=== Data ===

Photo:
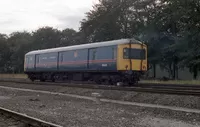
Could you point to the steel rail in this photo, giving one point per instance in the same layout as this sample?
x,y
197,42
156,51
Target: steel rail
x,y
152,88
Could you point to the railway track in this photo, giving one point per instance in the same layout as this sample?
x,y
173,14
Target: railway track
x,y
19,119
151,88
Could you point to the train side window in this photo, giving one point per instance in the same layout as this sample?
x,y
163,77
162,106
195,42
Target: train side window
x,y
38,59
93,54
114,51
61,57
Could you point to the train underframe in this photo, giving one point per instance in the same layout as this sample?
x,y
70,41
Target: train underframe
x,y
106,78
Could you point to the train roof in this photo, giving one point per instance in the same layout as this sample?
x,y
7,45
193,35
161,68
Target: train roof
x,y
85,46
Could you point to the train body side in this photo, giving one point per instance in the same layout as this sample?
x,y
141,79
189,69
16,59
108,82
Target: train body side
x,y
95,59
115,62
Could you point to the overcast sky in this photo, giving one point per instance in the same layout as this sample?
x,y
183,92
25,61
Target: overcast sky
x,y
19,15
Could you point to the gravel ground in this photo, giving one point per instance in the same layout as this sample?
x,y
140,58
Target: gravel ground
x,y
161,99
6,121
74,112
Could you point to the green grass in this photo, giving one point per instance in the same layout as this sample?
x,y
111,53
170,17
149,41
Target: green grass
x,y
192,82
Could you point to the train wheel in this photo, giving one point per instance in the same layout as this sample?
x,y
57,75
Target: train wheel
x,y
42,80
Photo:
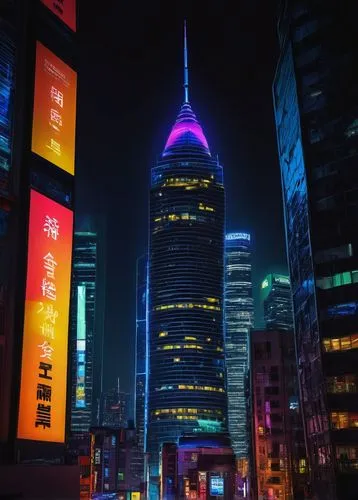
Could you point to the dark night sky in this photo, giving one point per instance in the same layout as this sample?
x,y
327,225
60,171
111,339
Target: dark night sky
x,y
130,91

===

What this task involves:
Only the records themselves, retyped exactly, belong in the answer; please leave all images behind.

Reply:
Photo:
Could you point to the steel rail in this photo, giving one point per instance in the same layout as this sample?
x,y
197,42
156,51
Target: steel rail
x,y
152,88
Could you point to the railway track in this photo, giving one point per instance in the same layout as this sample?
x,y
173,14
Target: railway track
x,y
19,119
151,88
Could you point to the train side window in this photo, giving one point per instance in the same layout as this sample?
x,y
163,77
162,106
195,42
Target: train side window
x,y
38,59
93,54
114,51
61,57
Could you point to the train underframe in this photo, giving one point per instance in the same layout as this sample?
x,y
70,41
Target: train underframe
x,y
106,78
Could you point to the train roof in this photo, giving one point per instance in the same layout as this sample?
x,y
7,45
193,35
161,68
Target: train roof
x,y
85,46
Could you point to the train body side in this photo, giving one point per instance in the same layout as this sample?
x,y
141,79
189,69
16,59
108,82
Target: train body side
x,y
95,59
115,62
Could you point to the overcast sky in this photo, giving one point per instance in the same layout as this sample?
x,y
183,92
25,61
Target: overcast sky
x,y
19,15
Could you point to the gravel ground in this photo, giving one point per instance in the same layout as this sample?
x,y
140,58
Target: gravel ground
x,y
161,99
6,121
74,112
Could you point to the green grass in this photo, giving one point per instance in the same layout as this sample?
x,y
111,53
170,17
149,41
Target: green grass
x,y
192,82
Could you point to the train wheel in this photo, giving one point per instance in the same layout as this sample?
x,y
57,75
Target: train wheel
x,y
42,80
Photo:
Could you point to the dark night sky in this photo, giving one point per instance in the same layout as this sample?
x,y
327,225
60,171
111,339
Target: dark night sky
x,y
130,91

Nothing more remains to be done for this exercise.